» **Work to complete**
In the listing beneath this line, copy exactly the lines starting with the one containing "TARGET = tortilla chip" and going on through the one containing "TARGET = tree trunk reflection".

*** Supplied material Section Begins ***

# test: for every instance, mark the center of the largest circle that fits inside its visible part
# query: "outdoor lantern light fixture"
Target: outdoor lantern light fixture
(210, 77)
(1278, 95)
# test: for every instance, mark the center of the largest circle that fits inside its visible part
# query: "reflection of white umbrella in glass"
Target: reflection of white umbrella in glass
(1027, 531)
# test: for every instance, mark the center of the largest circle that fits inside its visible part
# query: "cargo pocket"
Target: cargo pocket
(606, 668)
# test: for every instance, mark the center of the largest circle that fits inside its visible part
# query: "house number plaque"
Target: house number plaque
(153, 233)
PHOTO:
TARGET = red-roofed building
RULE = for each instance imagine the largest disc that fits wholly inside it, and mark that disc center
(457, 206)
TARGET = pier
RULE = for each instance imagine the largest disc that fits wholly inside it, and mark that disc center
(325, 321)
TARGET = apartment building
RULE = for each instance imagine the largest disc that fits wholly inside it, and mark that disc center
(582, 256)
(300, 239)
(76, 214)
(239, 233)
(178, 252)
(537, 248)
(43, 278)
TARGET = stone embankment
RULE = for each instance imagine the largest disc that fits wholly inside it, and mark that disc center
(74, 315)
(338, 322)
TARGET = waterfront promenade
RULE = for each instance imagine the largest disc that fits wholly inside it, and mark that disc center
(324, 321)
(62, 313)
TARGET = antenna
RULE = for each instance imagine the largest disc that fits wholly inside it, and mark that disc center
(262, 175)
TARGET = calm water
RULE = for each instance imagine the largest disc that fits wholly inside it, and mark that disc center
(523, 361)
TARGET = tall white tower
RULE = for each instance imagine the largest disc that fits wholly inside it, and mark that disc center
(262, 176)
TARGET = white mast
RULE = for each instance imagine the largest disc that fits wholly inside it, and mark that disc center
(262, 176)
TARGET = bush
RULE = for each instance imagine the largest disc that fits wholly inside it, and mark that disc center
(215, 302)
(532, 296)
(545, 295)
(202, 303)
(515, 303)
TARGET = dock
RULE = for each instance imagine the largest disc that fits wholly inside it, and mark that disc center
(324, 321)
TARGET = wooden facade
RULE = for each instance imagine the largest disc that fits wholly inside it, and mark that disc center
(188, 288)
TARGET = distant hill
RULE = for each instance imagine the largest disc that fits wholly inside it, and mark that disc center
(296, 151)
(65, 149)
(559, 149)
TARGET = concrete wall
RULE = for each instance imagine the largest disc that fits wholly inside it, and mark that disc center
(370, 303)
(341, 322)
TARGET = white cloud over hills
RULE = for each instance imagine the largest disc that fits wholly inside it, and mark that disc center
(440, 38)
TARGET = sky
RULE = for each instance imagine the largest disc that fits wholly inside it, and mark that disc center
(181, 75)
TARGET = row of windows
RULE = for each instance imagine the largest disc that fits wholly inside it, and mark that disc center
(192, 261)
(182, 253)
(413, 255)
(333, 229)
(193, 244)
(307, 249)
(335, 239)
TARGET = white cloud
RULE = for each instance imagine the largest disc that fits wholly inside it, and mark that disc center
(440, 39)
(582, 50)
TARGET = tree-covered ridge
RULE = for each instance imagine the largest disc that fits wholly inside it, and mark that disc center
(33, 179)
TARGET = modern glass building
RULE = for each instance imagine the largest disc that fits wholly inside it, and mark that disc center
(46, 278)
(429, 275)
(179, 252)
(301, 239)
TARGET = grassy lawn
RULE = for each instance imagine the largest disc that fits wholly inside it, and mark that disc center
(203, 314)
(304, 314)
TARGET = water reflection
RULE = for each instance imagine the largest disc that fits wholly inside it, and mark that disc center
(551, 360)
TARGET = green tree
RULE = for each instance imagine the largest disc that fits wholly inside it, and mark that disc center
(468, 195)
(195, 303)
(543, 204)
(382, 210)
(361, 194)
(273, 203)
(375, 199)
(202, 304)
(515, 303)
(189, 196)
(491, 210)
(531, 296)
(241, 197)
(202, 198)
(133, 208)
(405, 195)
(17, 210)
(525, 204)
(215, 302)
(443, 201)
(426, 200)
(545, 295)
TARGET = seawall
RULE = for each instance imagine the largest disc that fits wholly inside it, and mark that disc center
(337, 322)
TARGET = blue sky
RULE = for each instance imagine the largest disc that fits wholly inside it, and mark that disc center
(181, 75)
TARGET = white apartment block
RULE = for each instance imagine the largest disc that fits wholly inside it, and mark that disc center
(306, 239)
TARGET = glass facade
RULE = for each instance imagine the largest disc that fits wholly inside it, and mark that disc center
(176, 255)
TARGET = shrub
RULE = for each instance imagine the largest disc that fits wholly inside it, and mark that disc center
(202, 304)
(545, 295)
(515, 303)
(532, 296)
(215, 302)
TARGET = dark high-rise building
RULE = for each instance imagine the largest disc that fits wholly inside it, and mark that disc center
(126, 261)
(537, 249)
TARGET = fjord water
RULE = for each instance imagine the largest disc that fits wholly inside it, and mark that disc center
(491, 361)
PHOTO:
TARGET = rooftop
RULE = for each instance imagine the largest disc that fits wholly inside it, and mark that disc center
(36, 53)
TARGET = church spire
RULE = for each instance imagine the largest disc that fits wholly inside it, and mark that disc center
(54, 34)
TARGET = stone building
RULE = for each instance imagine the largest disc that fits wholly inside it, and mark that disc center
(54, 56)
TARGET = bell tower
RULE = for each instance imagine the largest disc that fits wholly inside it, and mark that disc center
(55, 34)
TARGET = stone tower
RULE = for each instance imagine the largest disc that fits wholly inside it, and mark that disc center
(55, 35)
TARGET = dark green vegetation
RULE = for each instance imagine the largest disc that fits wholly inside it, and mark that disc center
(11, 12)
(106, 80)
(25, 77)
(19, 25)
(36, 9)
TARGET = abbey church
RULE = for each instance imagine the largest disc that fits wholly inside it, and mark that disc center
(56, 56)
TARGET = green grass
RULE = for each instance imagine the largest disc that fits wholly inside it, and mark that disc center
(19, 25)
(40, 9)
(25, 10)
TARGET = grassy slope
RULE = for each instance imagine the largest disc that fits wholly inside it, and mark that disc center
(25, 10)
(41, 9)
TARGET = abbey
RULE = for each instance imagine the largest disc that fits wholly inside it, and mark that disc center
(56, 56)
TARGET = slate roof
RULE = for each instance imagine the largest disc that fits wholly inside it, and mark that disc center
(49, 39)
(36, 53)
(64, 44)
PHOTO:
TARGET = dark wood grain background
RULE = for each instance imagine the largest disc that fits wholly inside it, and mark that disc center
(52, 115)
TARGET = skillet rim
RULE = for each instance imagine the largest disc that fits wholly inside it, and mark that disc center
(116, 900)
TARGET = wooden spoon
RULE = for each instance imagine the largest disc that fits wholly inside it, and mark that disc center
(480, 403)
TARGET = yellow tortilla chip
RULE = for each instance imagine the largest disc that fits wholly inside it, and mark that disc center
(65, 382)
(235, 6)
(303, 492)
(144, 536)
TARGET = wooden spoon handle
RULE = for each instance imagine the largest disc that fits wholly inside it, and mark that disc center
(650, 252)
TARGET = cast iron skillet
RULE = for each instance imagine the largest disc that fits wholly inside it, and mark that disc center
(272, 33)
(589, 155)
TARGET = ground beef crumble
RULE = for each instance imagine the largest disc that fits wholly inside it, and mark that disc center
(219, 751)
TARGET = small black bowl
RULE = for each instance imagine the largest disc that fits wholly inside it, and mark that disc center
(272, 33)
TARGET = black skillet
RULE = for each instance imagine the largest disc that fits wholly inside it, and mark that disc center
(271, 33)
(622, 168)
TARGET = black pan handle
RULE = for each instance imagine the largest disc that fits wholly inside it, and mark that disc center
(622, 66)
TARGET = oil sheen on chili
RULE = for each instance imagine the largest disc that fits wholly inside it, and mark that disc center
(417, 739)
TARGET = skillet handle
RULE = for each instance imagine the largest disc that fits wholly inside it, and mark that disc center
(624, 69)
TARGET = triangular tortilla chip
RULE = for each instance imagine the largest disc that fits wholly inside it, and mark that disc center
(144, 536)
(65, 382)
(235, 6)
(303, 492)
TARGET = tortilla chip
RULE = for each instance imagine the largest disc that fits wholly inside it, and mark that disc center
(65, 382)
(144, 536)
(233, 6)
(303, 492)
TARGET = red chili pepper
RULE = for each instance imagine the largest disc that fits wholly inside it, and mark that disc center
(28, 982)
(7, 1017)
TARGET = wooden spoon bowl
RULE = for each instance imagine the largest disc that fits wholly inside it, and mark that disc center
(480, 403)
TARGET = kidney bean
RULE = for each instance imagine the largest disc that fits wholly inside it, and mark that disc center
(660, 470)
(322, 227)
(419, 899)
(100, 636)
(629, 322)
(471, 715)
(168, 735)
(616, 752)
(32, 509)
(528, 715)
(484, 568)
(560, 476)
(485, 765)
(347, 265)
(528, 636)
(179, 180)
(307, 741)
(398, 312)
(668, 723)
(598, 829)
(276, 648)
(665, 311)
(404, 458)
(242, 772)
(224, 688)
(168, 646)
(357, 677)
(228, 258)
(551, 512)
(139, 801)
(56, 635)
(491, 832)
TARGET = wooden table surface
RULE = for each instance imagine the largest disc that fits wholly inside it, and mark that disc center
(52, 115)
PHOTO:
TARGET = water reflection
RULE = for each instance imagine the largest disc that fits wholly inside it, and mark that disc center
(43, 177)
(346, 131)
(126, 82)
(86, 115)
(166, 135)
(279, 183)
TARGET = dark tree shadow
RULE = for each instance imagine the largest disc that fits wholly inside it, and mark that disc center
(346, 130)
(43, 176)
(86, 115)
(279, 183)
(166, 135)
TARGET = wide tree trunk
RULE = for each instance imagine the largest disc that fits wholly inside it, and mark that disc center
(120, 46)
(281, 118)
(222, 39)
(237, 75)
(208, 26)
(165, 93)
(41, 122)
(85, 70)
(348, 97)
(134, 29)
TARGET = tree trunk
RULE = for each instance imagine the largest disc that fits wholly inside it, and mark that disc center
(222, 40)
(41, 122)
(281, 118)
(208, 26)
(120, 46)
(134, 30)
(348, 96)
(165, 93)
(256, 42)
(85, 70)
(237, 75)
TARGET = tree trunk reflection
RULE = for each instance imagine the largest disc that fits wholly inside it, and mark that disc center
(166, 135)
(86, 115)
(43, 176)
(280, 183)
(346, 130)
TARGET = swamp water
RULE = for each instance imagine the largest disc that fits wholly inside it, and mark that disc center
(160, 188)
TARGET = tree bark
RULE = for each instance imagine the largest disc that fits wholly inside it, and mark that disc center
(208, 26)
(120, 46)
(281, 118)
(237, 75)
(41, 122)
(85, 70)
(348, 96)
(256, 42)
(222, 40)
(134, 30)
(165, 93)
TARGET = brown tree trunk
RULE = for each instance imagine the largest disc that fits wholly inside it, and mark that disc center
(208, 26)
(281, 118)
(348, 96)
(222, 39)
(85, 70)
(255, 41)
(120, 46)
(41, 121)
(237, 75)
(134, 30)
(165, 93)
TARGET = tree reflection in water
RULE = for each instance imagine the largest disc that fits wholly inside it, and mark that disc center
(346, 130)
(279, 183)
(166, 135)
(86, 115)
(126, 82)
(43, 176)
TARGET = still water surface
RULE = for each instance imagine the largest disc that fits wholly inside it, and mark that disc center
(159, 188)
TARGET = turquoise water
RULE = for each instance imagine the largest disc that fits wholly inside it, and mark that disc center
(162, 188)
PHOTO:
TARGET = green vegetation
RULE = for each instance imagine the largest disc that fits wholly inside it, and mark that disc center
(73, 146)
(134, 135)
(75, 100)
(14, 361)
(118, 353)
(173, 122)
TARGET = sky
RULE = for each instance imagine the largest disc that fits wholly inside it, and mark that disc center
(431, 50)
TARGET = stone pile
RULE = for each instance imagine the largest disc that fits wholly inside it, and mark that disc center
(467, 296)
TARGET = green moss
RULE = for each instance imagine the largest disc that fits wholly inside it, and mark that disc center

*** Supplied material Section Ends ***

» **Written response**
TARGET = tortilla chip
RULE = for each instance imagine the largest disc that fits wholly inside it, and mark that disc center
(65, 382)
(144, 536)
(233, 6)
(303, 492)
TARGET = red chili pepper
RULE = for each instance imagine the largest disc that fits wholly inside it, and mark that disc center
(28, 982)
(7, 1017)
TARGET = wooden spoon bowl
RULE = for each instance imagine the largest disc that fits wholly inside it, and mark that disc center
(480, 403)
TARGET = kidney bean
RULE = for each instance imagine the largest disc that fits wholly inside it, and mark that disc center
(660, 470)
(322, 227)
(419, 899)
(100, 636)
(629, 322)
(471, 715)
(168, 735)
(616, 752)
(32, 509)
(528, 715)
(484, 568)
(560, 476)
(485, 765)
(347, 265)
(528, 636)
(179, 180)
(307, 741)
(398, 312)
(668, 723)
(598, 829)
(276, 648)
(665, 311)
(404, 458)
(242, 772)
(224, 688)
(168, 646)
(357, 677)
(228, 258)
(551, 512)
(139, 801)
(56, 635)
(491, 832)
TARGET = wooden table surface
RULE = for each instance imagine the largest disc that fits wholly inside it, and mark that disc center
(52, 115)
PHOTO:
TARGET = water reflection
RULE = for each instance imagine the largest disc that fits wholly inside it, and mark that disc center
(43, 177)
(346, 131)
(126, 82)
(86, 115)
(166, 135)
(279, 183)
TARGET = dark tree shadow
RULE = for each instance imagine the largest disc that fits wholly inside it, and mark that disc center
(346, 130)
(43, 176)
(86, 115)
(279, 183)
(166, 135)
TARGET = wide tree trunk
RULE = for each instance imagine the largest disc that fits wholly inside it, and mark that disc center
(120, 46)
(281, 118)
(222, 39)
(237, 75)
(208, 26)
(165, 93)
(41, 122)
(85, 70)
(348, 97)
(134, 29)
TARGET = tree trunk
RULE = for each instance imagine the largest disc that fits wholly inside it, and mark that disc center
(222, 40)
(41, 122)
(281, 118)
(208, 26)
(120, 46)
(134, 30)
(348, 96)
(165, 93)
(256, 42)
(85, 70)
(237, 75)
TARGET = tree trunk reflection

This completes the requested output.